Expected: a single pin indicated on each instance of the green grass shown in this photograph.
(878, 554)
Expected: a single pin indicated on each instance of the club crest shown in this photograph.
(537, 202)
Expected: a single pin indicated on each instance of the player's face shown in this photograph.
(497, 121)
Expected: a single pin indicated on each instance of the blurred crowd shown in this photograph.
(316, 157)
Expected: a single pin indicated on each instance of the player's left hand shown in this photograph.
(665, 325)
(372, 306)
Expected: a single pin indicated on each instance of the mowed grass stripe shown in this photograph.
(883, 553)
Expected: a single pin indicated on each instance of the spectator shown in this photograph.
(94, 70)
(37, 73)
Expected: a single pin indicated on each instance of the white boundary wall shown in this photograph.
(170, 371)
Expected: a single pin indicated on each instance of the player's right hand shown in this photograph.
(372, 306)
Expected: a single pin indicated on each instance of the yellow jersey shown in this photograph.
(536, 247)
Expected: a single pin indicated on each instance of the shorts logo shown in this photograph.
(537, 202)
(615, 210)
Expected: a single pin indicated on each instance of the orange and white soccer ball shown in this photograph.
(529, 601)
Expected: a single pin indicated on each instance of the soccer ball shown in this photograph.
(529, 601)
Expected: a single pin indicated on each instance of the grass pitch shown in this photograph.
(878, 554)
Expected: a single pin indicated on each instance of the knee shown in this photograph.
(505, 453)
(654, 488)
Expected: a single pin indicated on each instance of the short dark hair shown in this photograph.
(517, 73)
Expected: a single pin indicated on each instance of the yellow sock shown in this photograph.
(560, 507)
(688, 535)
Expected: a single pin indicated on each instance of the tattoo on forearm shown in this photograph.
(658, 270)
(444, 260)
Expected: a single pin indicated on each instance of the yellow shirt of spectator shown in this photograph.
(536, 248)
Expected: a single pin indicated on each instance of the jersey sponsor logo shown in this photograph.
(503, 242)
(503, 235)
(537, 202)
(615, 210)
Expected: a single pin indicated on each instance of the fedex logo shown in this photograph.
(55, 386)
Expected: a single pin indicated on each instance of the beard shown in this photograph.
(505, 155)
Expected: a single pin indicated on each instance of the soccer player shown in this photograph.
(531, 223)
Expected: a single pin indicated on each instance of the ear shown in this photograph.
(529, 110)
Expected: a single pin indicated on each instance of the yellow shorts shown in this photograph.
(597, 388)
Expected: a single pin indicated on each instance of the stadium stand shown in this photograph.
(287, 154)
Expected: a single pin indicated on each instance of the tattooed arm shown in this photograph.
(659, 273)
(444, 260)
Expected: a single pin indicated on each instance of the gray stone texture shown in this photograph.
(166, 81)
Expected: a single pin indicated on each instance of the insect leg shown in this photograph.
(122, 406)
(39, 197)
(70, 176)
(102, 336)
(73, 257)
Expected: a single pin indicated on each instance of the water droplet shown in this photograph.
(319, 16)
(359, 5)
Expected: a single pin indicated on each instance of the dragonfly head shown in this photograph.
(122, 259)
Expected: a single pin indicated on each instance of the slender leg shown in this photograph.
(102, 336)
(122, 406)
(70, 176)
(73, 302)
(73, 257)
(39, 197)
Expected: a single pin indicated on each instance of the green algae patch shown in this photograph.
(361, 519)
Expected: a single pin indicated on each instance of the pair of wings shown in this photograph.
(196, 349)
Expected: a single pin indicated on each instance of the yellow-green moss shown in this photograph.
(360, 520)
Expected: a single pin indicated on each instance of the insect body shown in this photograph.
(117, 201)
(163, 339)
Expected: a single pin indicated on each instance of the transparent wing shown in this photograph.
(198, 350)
··········
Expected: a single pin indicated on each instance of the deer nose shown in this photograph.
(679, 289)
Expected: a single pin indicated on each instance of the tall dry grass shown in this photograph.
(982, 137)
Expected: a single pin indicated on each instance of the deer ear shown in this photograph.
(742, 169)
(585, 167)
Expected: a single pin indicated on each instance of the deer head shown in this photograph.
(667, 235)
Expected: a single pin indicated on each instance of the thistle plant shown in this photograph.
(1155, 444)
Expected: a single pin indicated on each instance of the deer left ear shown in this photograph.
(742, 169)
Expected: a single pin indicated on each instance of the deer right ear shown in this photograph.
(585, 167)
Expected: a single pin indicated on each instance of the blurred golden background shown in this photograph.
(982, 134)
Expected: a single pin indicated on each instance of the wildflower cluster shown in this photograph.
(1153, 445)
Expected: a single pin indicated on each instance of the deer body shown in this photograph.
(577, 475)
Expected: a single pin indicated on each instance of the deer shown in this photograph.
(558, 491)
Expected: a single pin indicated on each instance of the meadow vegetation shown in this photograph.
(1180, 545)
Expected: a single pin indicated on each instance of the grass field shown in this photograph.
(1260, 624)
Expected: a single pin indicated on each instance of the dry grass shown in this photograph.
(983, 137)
··········
--- Instructions to follow ---
Pull out each line of the entries above that contains the word "shorts", and treat uppercase and lowercase as different.

--- Solved exercise ---
Expected: a single pin indicated on each instance of the shorts logo shown in this photograph.
Expected: a single pin indicated on each instance of the yellow shorts shown in this photograph.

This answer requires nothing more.